* [Work request]
Show every line of the data where the word "Instruction" can be found.

** Opening Provided records block **

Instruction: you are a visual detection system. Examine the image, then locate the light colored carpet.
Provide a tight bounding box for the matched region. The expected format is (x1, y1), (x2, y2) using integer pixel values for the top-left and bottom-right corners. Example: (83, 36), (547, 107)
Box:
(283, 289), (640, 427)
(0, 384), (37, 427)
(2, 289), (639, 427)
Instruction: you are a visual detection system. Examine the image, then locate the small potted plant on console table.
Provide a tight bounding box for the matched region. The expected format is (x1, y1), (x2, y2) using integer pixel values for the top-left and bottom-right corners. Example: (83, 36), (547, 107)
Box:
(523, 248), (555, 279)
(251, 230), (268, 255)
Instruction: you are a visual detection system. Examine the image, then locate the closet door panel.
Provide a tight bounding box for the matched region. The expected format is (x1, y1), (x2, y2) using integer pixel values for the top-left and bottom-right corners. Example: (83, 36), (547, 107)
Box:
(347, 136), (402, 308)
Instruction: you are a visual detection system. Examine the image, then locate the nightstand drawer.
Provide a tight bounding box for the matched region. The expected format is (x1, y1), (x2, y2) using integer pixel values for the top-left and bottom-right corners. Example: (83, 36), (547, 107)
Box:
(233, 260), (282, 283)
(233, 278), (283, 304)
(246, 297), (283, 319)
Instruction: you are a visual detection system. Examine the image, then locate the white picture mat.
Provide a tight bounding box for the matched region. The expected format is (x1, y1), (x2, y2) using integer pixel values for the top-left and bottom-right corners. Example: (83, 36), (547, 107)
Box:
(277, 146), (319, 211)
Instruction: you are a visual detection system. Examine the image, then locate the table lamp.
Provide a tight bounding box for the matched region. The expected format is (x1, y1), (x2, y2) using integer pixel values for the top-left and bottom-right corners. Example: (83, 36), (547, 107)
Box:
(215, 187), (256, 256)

** Closing Provided records block **

* [Exercise solution]
Instruction: you are a visual detection system. Examine the image, then locate the light colored carpet.
Instruction: you are a visual detection system. Examine the image, then locate the small potted plant on console table.
Instruction: you are a visual detection system. Examine the image, then locate the closet door panel.
Instruction: you are a visual detection system. Examine the image, then locate the nightstand drawer.
Instruction: you are a visual detection system. Examine the image, then locate the white picture mat.
Instruction: you are a visual detection system. Examine the image, then locate the table lamp.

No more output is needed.